→ **Quoted text**:

Euler's formula: A cool proof

Isn't this a bit circular? You solve the differential equation using the characteristic equation, but the characteristic equation is derived by assuming the solution to the differential equation is exponential. When the roots don't exist, the solution is imaginary, which assume's Euler's Identity can provide the solution as the linear combination of sine and cosine.

grantmoore

If you consider the respective solutions with the initial values c(0)=1, c'(0)=0 and s(0)=0, s'(0)=1, this also leads to the following important trigonometric properties:
• c'(x)=-s(x) and s'(x)=c(x)
• c²(x)+s²(x)=1
• c(-x)=c(x) and s(-x)=-s(x)
• c(x±y)=c(x)c(y)∓s(x)s(y) and s(x±y)=c(x)s(y)±s(x)c(y)

UzunKamis

in addition, you can proof that by solving [the second order differential equation with constant coefficients y''=f(y)] using chain rule (y''=y'.dy'/dy), then you can integrate both sides, then you get a solution c1.sin(x+c2), then you can use a trig identities, you get (c1.sinx +c2.cosx ), if you substitute the initial values of the original function exp(ix) you get c1=i and c2=1, and you get eular's formula even if you don't know what is the function identically to exp(ix) ... there is imagination, yea

abdelrahmangamalmahdy

I have already seen this very proof in Brad Osgood´s book on Fourier Transforms, page 407 (bottom of the page). Congratulations Dr Tisdell as he agree to see this as the most elegant way of proving Euler´s formula. Thanks for your work

MotorFlaps

Thanks for the video. I’m guessing you’ve seen this previously...

→ **Provided information**:
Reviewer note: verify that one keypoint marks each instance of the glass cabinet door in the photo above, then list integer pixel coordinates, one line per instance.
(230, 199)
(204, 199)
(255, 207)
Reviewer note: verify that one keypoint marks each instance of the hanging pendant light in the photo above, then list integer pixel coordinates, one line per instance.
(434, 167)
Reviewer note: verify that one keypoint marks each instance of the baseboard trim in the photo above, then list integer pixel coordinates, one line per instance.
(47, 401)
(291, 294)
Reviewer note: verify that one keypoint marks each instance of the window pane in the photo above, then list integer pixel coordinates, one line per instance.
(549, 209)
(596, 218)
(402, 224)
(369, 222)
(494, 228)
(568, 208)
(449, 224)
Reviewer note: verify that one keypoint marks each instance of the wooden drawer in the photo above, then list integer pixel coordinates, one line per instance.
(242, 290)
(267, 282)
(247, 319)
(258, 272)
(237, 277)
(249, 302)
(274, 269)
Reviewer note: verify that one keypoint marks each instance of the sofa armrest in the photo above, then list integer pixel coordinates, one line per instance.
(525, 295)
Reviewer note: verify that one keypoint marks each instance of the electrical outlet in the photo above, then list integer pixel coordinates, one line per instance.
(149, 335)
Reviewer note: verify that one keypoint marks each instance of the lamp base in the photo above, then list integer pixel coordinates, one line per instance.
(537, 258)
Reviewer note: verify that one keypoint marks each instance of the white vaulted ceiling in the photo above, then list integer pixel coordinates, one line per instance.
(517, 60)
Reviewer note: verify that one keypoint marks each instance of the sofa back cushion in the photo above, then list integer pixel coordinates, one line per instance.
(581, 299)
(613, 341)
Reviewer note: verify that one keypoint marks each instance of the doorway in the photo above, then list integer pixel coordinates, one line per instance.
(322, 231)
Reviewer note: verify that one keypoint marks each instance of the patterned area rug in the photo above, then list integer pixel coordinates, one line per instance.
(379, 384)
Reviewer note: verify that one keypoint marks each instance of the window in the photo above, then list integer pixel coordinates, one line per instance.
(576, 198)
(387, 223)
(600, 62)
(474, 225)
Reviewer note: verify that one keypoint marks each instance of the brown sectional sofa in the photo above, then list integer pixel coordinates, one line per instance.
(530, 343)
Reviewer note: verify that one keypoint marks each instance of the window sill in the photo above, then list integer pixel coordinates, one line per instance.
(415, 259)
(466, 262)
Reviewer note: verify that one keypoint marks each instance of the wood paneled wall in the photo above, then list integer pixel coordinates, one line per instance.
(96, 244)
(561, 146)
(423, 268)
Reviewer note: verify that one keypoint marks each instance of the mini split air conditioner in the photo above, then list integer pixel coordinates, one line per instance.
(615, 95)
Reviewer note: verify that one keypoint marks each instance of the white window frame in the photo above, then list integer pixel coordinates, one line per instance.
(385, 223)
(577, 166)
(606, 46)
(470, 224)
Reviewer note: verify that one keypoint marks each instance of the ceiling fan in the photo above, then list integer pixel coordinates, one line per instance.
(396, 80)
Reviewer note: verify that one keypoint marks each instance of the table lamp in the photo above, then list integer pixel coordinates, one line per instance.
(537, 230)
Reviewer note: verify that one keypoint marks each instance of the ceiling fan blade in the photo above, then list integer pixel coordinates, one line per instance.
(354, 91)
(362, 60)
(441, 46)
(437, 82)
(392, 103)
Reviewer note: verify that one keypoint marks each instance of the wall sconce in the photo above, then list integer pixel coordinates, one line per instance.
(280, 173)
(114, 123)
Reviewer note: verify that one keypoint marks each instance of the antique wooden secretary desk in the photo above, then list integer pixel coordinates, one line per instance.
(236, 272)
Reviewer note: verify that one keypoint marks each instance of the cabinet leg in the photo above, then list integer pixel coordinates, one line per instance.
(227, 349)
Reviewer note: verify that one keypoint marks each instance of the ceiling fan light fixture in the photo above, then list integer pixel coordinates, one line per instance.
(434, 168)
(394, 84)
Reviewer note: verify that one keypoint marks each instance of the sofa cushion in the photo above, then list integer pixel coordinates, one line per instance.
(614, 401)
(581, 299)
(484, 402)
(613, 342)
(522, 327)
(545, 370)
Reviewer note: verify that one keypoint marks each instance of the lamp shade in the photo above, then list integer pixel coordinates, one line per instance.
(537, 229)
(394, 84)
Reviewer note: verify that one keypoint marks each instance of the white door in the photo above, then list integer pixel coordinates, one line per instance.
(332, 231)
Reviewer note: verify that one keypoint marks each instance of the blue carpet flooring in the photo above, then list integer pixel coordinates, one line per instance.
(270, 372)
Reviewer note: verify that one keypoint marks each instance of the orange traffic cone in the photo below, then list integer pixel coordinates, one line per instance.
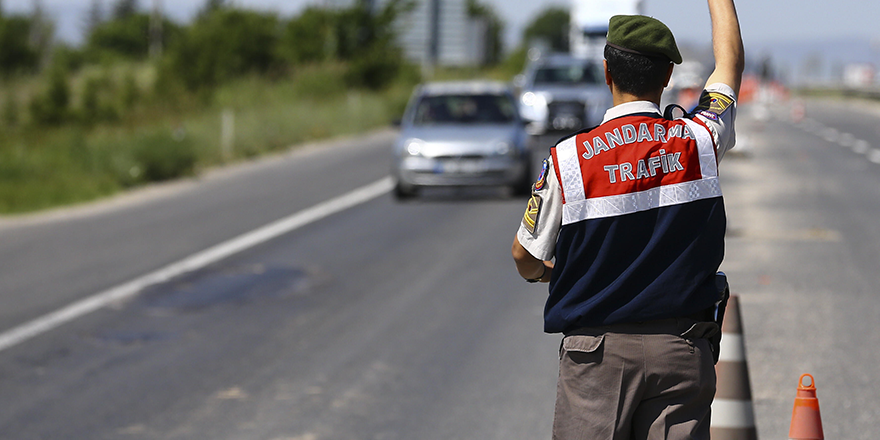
(806, 423)
(733, 416)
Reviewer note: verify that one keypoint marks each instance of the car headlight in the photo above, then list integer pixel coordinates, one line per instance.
(532, 99)
(413, 147)
(503, 148)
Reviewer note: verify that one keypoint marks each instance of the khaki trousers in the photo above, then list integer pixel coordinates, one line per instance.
(644, 381)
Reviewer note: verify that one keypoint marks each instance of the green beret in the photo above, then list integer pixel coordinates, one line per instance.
(642, 35)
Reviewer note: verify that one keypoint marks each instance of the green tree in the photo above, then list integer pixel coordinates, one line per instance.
(17, 55)
(310, 37)
(223, 45)
(128, 37)
(211, 6)
(124, 8)
(551, 26)
(52, 107)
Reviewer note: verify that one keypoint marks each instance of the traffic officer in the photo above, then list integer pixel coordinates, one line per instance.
(632, 212)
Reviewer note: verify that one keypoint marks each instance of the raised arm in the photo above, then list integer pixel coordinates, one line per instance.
(726, 44)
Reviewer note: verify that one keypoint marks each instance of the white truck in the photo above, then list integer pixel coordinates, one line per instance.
(589, 24)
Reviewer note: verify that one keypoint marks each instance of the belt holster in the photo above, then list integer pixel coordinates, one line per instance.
(718, 313)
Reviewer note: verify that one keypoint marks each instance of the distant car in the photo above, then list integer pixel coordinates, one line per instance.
(461, 134)
(562, 93)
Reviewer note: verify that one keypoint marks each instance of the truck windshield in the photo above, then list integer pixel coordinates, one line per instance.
(465, 109)
(562, 75)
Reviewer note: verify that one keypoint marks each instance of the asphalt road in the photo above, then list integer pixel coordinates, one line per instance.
(407, 321)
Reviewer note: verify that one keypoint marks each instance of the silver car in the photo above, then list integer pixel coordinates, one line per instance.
(461, 134)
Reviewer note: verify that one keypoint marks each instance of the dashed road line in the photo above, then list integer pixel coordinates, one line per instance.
(846, 140)
(196, 261)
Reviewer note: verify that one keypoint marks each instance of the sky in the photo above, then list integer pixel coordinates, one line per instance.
(765, 23)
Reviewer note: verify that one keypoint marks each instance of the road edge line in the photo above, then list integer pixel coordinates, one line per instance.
(77, 309)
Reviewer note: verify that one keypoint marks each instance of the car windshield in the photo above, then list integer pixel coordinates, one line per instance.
(563, 75)
(464, 109)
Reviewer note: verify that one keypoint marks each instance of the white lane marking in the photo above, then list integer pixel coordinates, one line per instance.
(196, 261)
(861, 147)
(727, 413)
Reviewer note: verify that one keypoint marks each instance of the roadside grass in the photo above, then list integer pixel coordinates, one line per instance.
(157, 139)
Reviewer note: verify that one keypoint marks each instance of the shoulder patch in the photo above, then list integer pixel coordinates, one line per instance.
(714, 102)
(533, 212)
(542, 178)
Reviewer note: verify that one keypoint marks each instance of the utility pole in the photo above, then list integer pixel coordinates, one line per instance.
(156, 18)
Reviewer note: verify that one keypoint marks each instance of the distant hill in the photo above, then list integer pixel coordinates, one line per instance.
(818, 61)
(799, 62)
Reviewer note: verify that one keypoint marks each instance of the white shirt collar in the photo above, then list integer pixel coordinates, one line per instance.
(630, 108)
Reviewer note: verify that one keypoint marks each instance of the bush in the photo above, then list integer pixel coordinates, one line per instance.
(309, 37)
(374, 70)
(127, 37)
(223, 45)
(162, 156)
(51, 108)
(17, 54)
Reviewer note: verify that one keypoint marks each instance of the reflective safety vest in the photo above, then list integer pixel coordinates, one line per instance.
(643, 223)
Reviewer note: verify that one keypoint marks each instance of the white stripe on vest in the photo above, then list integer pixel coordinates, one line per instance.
(577, 207)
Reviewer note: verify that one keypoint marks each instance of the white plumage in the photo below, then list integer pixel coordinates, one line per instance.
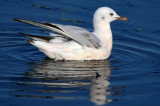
(75, 43)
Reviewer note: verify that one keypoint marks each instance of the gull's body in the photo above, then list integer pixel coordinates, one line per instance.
(75, 43)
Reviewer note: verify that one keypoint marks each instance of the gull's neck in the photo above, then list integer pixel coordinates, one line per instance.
(103, 31)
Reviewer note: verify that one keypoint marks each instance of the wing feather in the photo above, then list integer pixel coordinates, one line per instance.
(80, 35)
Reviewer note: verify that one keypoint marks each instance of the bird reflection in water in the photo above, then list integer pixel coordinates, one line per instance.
(71, 76)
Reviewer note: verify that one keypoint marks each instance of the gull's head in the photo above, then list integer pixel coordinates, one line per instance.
(107, 15)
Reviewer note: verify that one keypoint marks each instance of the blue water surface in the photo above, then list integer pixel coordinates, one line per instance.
(130, 77)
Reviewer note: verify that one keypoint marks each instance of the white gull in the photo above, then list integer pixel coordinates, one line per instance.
(76, 43)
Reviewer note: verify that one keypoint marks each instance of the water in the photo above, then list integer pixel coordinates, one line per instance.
(131, 76)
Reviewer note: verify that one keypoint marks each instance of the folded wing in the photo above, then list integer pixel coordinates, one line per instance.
(80, 35)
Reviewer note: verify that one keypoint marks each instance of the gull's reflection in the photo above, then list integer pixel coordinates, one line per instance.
(74, 74)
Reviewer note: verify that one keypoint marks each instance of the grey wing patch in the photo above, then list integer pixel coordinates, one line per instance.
(39, 38)
(45, 38)
(83, 35)
(80, 35)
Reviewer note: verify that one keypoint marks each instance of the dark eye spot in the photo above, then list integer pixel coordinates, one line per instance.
(111, 14)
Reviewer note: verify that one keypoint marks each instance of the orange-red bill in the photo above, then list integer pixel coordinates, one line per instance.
(123, 18)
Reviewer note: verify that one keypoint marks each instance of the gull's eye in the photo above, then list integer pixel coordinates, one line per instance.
(111, 14)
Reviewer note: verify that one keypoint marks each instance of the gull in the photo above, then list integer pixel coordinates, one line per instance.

→ **Task set**:
- A) According to the thread on Euler's formula, which book and page already contain the same proof?
- B) Say whether each statement agrees with the thread on Euler's formula, and quote the deciding words: (i) One comment lists c²(x)+s²(x)=1 among the trigonometric properties. (ii) The first comment says the characteristic equation is derived by assuming an exponential solution. (iii) One commenter places the same proof on page 210 of a book.
- C) Resume the thread on Euler's formula after its last sentence.

→ **Exercise answers**:
- A) Brad Osgood's book on Fourier Transforms, page 407, at the bottom of the page.

- B)
(i) Yes: "c²(x)+s²(x)=1"
(ii) Yes: "the characteristic equation is derived by assuming the solution to the differential equation is exponential"
(iii) No: "page 407 (bottom of the page)"

- C)
Set f(x) = exp(-ix)(cos(x) + i sin(x)).

Then:

f'(x) = -i exp(-ix)(cos(x) + i sin(x)) + exp(-ix)(-sin(x) + i cos(x))
= exp(-ix)( -i cos(x) + sin(x) – sin(x) + i cos(x))
= exp(-ix)(0) = 0

Hence f(x) is constant. Since f(0) = 1, then for all x, f(x) = 1.

Consequentially:

exp(-ix)(cos(x) + i sin(x)) = 1
exp(ix) = cos(x) + i six(x)

kstahmer

Well this sure works, but given that you need also to know how to prove the uniqueness of the solution to this IVP, and that's harder than just going with the Taylor expansion or considering the function exp(-ix)(cos(x) + i sin(x)) and its derivative.

JustFamilyPlaytime

it is a fantastic proof ... that means this two function identically, and the same at every value for x .... i see this proof now for the first time, there is a good way to proof identities by the unique solutions of the differential equations  

abdelrahmangamalmahdy

sir, you are assuming here a complex function is differentiable. how?

sinnathambyganeshalingham

Thank you, Dr. Could you please prove the addition formula?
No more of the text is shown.